[Aim] In every one of the records below, change "pixel coordinates" to "image coordinates" and leave everything else as it is.
▬▬▬▬▬▬
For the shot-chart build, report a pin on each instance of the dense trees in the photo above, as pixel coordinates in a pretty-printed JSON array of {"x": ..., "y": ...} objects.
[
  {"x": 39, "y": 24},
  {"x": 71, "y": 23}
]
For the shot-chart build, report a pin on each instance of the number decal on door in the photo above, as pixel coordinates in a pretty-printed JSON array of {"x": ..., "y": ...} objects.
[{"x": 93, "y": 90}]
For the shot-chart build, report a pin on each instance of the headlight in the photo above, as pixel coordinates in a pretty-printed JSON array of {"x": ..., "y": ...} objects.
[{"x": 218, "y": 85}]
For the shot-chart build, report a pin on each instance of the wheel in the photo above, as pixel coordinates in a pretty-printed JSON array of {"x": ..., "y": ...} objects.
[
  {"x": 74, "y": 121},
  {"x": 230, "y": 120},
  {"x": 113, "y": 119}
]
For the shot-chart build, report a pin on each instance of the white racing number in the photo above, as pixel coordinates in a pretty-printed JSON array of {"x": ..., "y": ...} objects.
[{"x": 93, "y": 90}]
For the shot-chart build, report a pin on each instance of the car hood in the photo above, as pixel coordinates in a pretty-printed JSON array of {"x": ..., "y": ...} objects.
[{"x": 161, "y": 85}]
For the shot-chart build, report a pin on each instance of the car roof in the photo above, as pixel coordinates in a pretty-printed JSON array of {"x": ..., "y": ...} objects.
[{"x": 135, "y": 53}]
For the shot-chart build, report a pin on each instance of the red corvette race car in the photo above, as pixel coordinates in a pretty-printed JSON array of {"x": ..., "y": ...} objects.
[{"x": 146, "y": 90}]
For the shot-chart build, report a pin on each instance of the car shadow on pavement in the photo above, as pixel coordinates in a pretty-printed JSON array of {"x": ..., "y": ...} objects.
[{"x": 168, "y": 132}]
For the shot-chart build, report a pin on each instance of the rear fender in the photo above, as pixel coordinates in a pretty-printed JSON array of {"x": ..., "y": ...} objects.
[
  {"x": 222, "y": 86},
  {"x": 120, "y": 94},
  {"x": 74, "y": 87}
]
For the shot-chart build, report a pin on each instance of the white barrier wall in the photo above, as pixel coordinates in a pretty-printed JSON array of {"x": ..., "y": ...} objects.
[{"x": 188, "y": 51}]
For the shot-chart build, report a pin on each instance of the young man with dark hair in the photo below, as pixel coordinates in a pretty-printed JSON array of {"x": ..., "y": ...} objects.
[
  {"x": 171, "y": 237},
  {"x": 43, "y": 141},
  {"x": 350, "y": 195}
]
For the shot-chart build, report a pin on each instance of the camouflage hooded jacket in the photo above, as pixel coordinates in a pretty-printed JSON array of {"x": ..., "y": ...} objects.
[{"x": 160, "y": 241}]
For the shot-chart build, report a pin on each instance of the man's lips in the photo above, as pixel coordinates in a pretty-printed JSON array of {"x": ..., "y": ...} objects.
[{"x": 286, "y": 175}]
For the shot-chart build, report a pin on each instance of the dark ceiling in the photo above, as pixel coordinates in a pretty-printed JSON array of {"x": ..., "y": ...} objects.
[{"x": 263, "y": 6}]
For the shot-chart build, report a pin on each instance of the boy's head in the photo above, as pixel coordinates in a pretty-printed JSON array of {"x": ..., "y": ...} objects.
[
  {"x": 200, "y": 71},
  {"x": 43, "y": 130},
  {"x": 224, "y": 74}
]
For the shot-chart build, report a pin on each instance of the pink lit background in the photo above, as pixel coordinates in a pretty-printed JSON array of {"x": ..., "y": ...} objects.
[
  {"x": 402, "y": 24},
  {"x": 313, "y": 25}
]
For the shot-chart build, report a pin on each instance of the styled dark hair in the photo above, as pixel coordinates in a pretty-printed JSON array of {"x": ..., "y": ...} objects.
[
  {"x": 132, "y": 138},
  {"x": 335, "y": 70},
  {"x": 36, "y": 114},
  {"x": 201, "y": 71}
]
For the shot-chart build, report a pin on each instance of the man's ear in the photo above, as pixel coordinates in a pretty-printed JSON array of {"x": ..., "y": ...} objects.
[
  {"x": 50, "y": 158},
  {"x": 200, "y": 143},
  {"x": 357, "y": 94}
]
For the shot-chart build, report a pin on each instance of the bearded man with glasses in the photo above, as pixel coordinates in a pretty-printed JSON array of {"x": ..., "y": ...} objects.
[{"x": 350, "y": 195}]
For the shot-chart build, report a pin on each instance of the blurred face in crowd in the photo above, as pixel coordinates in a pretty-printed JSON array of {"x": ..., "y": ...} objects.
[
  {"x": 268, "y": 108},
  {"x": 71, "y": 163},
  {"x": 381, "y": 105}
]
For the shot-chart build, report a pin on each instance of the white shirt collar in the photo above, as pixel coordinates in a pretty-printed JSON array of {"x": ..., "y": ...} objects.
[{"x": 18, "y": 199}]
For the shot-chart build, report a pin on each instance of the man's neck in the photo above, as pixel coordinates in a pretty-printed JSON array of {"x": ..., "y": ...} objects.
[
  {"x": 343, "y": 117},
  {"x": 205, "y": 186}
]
▬▬▬▬▬▬
[Exercise answer]
For the shot-chart build, report a pin on each instance of the dense trees in the photo above, as image coordinates in a pretty-printed JSON array of {"x": ..., "y": ...} objects.
[
  {"x": 39, "y": 24},
  {"x": 71, "y": 23}
]
For the shot-chart build, report a pin on each instance of the number decal on door in the photo above, as image coordinates in a pretty-printed JSON array of {"x": ..., "y": ...} objects.
[{"x": 93, "y": 90}]
For the shot-chart build, report a pin on each instance of the headlight in the photo above, as image coordinates in a pretty-printed JSON array of {"x": ..., "y": ...} objects.
[{"x": 218, "y": 85}]
For the shot-chart build, report a pin on each instance of the wheel in the photo above, as image coordinates in a pretty-printed JSON array of {"x": ..., "y": ...} objects.
[
  {"x": 74, "y": 121},
  {"x": 230, "y": 120},
  {"x": 113, "y": 119}
]
For the shot-chart build, report a pin on each instance of the white racing number in the photo above, as image coordinates in a pretty-printed JSON array of {"x": ..., "y": ...} objects.
[{"x": 93, "y": 90}]
For the shot-chart build, report a pin on each instance of the car hood in the photo above, as image coordinates in a pretty-printed JSON array of {"x": ..., "y": ...} objects.
[{"x": 161, "y": 85}]
For the shot-chart build, report a pin on each instance of the car roof in the photo above, as image coordinates in a pretty-printed JSON array of {"x": ..., "y": ...} objects.
[{"x": 135, "y": 53}]
For the shot-chart build, report a pin on each instance of the red corvette race car in the photo above, as image coordinates in a pretty-printed JSON array of {"x": ..., "y": ...} objects.
[{"x": 146, "y": 90}]
For the shot-chart build, report a pin on each instance of the car shadow on pavement in the photo above, as image coordinates in a pretty-printed JSON array of {"x": ..., "y": ...} objects.
[{"x": 168, "y": 132}]
For the shot-chart build, report a pin on each instance of the rear fender in the photo above, as image coordinates in a pretty-printed JSON array of {"x": ..., "y": ...} objects.
[
  {"x": 222, "y": 86},
  {"x": 120, "y": 94},
  {"x": 74, "y": 87}
]
For the shot-chart build, report a pin on each instance of the white barrier wall in the photo above, as image coordinates in a pretty-printed JSON array of {"x": ..., "y": ...} objects.
[{"x": 188, "y": 51}]
For the shot-chart build, report a pin on each instance of the young man with dark hair in the photo below, as image coordinates in a pretty-printed JSON array of {"x": ..., "y": ...} objects.
[
  {"x": 171, "y": 237},
  {"x": 43, "y": 141},
  {"x": 350, "y": 195}
]
For the shot-chart build, report a pin on each instance of the camouflage hooded jacket in the photo above, as image coordinates in a pretty-printed JSON array of {"x": ..., "y": ...} objects.
[{"x": 160, "y": 241}]
For the shot-chart build, report a pin on each instance of the man's lips in the photo above, as image coordinates in a pretty-printed JSON array of {"x": ..., "y": ...} objects.
[{"x": 286, "y": 175}]
For the shot-chart build, report a pin on each instance of the dark ceiling in the photo above, as image coordinates in a pretty-printed JSON array of {"x": ..., "y": ...} objects.
[{"x": 263, "y": 6}]
For the shot-chart build, report a pin on each instance of the boy's head in the photo above, as image coordinates in a pretty-printed JSON array of {"x": ..., "y": ...} objects.
[
  {"x": 200, "y": 71},
  {"x": 43, "y": 130},
  {"x": 224, "y": 74}
]
For the shot-chart build, report a pin on each instance of the pink lit background in the photo above, as image coordinates in a pretty-printed JSON array of {"x": ..., "y": ...} objects.
[
  {"x": 402, "y": 24},
  {"x": 313, "y": 25}
]
For the shot-chart build, report a pin on each instance of the styled dark hair in the photo above, as image coordinates in a pretty-printed JSON array of {"x": ..., "y": ...} objects.
[
  {"x": 132, "y": 138},
  {"x": 335, "y": 70},
  {"x": 36, "y": 114},
  {"x": 201, "y": 71}
]
For the shot-chart build, report a pin on each instance of the man's ear in the photo above, as image coordinates in a pretty-printed JSON array of {"x": ..., "y": ...} objects.
[
  {"x": 50, "y": 158},
  {"x": 200, "y": 143},
  {"x": 357, "y": 94}
]
For the shot-chart build, report a pin on each instance of the bearded man with glasses in the photo above, as image coordinates in a pretty-printed JSON array of {"x": ..., "y": ...} objects.
[{"x": 350, "y": 195}]
For the shot-chart build, report a pin on each instance of the blurred face in crowd in the photo above, as image coordinates in a pretty-printed JSON array of {"x": ..., "y": ...} objects.
[
  {"x": 268, "y": 108},
  {"x": 71, "y": 163},
  {"x": 381, "y": 105}
]
For the shot-chart build, report a pin on each instance of the white shirt collar in the photo above, as image coordinates in a pretty-printed JSON array of {"x": ..., "y": ...} objects.
[{"x": 18, "y": 199}]
For the shot-chart build, report a pin on each instance of the man's neck in the photo above, as image coordinates in a pretty-printed JSON array of {"x": ..., "y": ...} objects.
[
  {"x": 343, "y": 117},
  {"x": 205, "y": 186}
]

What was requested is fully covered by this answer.